- [Excerpt provided]

CodeFix Solution

How to Build a March Madness Prediction Model in Python (With Calibrated Bracket Probabilities)

April 22, 2026 · 14 min read · Python, XGBoost, ELO, Machine Learning, College Basketball

Most "March Madness prediction model" tutorials reduce to one of two things: a seed-based cheat sheet (which hits ~72% in the first round and collapses after), or a KenPom-mimicking power ranking with no calibration check. Neither teaches you how to build something you'd actually trust with money on the line.

A real March Madness prediction model has to do three things the shortcut versions won't:

  1. Produce calibrated win probabilities for every tournament game — when it says 70%, the team should win about 70% of the time
  2. Account for the neutral-site nature of tournament games, which kills home-court advantage assumptions baked into regular-season models
  3. Hold up to honest out-of-sample backtesting — no peeking at tournament games during training or calibration

This guide walks through all three using Python, XGBoost, and ESPN's publicly available play-by-play data. At the end, you'll have a working NCAAMB win-probability model you can apply to any tournament bracket — including a reproducible backtest on the 2026 tournament (67 games) that we ran ourselves and published the results of.

[Pointing dataset excerpts]
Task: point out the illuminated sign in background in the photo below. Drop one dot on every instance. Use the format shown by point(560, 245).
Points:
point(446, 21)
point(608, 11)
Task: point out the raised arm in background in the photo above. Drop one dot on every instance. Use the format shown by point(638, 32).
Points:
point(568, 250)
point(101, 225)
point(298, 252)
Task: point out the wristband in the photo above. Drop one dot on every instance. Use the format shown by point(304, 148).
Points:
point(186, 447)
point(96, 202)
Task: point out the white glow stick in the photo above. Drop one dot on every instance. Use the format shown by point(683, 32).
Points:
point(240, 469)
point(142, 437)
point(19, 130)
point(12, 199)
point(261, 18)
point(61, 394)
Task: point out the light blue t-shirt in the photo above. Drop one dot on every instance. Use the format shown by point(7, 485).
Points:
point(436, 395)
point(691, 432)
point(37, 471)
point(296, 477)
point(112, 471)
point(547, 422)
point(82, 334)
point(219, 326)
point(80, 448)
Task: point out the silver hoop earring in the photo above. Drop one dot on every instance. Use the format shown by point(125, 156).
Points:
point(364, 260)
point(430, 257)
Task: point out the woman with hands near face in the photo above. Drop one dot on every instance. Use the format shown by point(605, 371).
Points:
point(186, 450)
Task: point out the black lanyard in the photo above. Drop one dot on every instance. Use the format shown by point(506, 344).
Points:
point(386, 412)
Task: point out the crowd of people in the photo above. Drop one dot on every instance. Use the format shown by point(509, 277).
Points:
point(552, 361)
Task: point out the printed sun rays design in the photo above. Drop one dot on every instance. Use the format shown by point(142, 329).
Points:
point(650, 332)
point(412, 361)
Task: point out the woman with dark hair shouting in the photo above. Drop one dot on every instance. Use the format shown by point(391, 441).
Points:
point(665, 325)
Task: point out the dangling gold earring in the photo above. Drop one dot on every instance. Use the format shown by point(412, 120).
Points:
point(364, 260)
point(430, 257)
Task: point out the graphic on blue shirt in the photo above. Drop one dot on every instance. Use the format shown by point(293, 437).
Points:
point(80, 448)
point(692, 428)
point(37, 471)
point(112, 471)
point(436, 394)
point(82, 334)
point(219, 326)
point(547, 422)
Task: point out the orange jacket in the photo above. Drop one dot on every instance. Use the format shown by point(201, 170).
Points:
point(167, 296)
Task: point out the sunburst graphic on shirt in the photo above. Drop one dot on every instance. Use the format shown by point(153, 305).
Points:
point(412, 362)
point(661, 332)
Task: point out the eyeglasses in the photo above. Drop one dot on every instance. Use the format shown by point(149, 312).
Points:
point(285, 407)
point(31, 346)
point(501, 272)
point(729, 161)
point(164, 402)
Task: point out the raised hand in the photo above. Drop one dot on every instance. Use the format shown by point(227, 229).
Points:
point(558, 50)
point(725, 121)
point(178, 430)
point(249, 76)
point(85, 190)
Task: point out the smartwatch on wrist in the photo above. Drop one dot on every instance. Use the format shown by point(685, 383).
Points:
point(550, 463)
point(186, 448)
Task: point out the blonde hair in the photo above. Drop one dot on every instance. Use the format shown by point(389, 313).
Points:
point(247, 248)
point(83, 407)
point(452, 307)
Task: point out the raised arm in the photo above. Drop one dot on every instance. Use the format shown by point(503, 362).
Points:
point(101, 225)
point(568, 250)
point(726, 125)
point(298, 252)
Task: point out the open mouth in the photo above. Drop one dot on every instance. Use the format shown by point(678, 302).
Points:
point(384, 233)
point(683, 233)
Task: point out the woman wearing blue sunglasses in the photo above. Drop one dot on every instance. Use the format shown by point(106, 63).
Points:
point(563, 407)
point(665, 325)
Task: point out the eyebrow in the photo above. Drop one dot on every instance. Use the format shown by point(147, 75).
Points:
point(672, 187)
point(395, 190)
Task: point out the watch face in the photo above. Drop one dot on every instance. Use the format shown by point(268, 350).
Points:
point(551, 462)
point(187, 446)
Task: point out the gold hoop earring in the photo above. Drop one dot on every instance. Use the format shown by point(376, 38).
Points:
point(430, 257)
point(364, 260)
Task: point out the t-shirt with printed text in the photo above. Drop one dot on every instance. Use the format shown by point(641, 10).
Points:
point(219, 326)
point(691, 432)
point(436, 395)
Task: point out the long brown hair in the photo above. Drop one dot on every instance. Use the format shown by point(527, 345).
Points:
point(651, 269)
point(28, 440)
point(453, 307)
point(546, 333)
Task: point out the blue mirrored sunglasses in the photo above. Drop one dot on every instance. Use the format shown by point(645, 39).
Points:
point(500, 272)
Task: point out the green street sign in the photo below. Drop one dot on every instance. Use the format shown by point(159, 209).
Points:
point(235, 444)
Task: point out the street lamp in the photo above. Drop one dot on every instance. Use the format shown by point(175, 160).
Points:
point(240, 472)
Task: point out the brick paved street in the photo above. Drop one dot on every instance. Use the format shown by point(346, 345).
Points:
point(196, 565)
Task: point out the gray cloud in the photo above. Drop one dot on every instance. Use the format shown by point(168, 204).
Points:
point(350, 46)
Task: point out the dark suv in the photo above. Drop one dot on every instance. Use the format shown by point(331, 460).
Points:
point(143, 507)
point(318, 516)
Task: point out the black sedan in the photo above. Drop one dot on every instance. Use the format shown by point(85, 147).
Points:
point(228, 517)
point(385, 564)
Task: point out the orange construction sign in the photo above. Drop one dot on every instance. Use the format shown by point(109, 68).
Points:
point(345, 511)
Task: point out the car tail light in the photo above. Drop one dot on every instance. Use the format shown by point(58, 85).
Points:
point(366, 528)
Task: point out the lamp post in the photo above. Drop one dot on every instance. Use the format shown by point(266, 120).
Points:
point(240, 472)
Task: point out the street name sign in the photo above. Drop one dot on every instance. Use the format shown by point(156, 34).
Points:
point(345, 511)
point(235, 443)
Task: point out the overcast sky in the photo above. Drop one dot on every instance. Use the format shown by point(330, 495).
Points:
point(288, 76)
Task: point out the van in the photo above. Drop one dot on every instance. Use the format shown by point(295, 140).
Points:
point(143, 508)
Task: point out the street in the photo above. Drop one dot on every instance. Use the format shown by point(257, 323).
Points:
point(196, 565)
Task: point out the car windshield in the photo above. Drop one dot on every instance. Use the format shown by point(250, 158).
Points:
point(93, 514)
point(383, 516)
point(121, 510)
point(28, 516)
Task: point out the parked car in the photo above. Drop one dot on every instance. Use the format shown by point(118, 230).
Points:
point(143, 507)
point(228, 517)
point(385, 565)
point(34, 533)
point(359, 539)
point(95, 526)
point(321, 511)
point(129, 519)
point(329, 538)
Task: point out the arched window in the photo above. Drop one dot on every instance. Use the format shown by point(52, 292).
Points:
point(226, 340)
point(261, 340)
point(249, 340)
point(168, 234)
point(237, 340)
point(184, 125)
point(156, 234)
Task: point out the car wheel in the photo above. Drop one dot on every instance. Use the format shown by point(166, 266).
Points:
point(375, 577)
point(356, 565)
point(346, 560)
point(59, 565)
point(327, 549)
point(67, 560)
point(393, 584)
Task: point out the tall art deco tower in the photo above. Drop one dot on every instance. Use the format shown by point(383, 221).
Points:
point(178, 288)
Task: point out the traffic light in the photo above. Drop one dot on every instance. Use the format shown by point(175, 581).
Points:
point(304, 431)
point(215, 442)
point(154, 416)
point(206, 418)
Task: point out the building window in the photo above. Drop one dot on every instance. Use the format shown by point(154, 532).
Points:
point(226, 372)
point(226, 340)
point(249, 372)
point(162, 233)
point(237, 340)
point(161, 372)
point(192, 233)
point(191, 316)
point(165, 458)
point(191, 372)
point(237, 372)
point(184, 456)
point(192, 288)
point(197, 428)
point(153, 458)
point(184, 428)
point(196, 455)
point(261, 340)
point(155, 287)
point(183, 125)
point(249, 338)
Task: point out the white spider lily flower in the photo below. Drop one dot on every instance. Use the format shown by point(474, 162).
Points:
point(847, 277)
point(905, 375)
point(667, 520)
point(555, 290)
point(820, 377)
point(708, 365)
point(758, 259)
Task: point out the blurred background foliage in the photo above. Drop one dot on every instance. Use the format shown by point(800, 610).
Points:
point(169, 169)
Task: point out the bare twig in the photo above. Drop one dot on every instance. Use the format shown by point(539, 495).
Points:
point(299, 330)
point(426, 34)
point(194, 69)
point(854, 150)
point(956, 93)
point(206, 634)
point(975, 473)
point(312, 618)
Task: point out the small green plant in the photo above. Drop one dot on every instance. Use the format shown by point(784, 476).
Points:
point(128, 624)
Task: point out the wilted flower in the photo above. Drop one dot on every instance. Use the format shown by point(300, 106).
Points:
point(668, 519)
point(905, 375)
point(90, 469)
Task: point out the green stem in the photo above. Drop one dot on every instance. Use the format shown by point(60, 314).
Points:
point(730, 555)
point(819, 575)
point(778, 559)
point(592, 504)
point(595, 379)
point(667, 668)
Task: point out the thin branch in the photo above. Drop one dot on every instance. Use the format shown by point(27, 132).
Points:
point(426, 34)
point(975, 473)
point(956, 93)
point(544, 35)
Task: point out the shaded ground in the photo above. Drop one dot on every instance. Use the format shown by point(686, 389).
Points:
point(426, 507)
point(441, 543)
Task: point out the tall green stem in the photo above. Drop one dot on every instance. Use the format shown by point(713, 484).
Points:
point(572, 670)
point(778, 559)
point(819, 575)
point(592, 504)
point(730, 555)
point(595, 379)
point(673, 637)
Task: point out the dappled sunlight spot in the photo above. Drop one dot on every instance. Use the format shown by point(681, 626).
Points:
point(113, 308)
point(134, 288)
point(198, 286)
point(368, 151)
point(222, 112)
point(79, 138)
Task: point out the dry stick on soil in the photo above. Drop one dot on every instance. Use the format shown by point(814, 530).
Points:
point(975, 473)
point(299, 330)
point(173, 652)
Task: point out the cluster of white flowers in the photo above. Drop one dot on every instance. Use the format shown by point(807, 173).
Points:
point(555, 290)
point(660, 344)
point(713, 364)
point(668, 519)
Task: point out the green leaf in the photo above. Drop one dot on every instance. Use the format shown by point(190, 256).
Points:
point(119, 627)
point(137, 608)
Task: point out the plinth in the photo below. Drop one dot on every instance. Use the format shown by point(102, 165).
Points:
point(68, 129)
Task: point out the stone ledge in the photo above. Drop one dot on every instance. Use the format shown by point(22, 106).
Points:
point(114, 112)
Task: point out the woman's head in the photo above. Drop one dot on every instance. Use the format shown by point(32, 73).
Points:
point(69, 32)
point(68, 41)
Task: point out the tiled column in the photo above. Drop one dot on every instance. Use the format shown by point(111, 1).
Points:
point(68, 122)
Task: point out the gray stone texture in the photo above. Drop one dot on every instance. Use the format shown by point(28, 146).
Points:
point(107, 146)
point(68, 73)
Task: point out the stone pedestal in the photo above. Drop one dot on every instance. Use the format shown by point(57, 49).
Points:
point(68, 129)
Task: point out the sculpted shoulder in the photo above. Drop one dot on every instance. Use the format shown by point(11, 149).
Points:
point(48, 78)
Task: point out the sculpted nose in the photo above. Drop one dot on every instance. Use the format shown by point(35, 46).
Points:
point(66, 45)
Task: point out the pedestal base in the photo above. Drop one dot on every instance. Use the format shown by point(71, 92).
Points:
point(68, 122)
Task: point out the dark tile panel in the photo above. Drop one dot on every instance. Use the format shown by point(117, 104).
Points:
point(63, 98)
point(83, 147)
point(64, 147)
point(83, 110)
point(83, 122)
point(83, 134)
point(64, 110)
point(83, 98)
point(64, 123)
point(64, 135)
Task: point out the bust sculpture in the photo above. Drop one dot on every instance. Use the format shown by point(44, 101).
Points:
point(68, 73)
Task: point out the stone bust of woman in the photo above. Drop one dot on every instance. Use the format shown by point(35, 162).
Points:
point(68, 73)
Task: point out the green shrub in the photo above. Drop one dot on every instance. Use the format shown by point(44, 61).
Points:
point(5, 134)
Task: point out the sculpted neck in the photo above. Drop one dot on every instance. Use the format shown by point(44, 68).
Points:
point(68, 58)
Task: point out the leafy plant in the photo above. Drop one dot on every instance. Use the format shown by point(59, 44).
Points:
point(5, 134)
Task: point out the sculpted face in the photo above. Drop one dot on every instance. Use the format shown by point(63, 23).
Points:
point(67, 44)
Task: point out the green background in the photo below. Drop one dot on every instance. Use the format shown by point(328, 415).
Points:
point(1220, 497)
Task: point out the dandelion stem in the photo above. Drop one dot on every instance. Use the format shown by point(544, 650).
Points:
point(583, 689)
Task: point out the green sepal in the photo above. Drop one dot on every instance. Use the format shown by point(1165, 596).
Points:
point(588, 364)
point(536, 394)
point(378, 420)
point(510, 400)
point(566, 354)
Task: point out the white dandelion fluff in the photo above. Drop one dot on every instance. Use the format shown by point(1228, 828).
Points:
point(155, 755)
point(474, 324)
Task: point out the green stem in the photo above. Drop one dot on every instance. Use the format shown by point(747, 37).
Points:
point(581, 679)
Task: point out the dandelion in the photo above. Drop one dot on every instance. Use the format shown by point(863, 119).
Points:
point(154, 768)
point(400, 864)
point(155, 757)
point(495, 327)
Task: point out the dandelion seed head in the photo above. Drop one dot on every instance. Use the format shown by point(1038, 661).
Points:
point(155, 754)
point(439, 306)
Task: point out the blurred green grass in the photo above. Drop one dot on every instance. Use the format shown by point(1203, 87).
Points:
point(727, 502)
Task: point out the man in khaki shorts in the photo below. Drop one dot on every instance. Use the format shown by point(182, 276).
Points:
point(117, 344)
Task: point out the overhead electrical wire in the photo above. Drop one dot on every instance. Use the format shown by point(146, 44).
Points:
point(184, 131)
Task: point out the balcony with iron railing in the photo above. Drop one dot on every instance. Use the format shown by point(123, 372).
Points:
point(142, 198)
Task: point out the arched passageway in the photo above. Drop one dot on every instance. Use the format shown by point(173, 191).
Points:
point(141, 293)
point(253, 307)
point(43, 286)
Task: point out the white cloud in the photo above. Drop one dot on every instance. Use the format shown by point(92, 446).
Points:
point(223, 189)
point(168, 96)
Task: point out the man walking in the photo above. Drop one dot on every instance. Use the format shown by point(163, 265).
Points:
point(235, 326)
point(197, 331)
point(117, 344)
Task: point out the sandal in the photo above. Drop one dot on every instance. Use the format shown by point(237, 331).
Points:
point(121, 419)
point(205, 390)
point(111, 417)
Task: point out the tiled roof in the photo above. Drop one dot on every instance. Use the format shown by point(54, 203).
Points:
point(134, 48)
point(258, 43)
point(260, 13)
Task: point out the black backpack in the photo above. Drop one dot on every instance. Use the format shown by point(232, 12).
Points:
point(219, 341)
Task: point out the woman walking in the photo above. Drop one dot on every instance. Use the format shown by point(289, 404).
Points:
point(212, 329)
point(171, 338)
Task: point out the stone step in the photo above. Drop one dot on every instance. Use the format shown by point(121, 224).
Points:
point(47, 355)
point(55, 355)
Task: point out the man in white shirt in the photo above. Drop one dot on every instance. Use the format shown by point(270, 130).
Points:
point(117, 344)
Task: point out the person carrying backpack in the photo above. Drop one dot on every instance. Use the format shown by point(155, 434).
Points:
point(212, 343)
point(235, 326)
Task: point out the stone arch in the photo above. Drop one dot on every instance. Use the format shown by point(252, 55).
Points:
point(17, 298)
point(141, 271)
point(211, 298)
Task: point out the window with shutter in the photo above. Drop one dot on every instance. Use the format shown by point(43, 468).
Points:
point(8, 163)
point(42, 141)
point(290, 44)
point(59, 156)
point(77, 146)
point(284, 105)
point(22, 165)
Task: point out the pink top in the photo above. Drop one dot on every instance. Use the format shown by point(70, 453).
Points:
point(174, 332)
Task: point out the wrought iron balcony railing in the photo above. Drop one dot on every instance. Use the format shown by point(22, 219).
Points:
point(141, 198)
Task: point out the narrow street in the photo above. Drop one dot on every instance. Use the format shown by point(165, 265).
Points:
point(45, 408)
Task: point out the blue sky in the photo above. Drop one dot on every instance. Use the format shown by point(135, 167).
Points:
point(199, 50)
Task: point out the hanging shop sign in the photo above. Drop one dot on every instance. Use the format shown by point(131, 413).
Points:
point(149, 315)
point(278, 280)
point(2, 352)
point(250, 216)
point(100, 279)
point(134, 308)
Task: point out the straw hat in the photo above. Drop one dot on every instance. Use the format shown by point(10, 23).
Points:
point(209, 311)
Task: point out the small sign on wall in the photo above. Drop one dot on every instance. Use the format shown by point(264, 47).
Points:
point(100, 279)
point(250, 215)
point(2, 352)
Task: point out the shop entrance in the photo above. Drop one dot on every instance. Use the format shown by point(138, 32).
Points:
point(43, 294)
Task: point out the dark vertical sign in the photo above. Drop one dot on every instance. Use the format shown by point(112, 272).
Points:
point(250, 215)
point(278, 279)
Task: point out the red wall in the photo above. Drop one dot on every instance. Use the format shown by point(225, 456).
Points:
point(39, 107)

- [Exercise set]
1. In the March Madness guide, how many games does the backtest on the 2026 tournament cover?
2. Echo the March Madness guide between "1. Produce calibrated" and "the results of.", inclusive.

- [Answers to each task]
1. 67 games

2.
1. Produce calibrated win probabilities for every tournament game — when it says 70%, the team should win about 70% of the time
  2. Account for the neutral-site nature of tournament games, which kills home-court advantage assumptions baked into regular-season models
  3. Hold up to honest out-of-sample backtesting — no peeking at tournament games during training or calibration

This guide walks through all three using Python, XGBoost, and ESPN's publicly available play-by-play data. At the end, you'll have a working NCAAMB win-probability model you can apply to any tournament bracket — including a reproducible backtest on the 2026 tournament (67 games) that we ran ourselves and published the results of.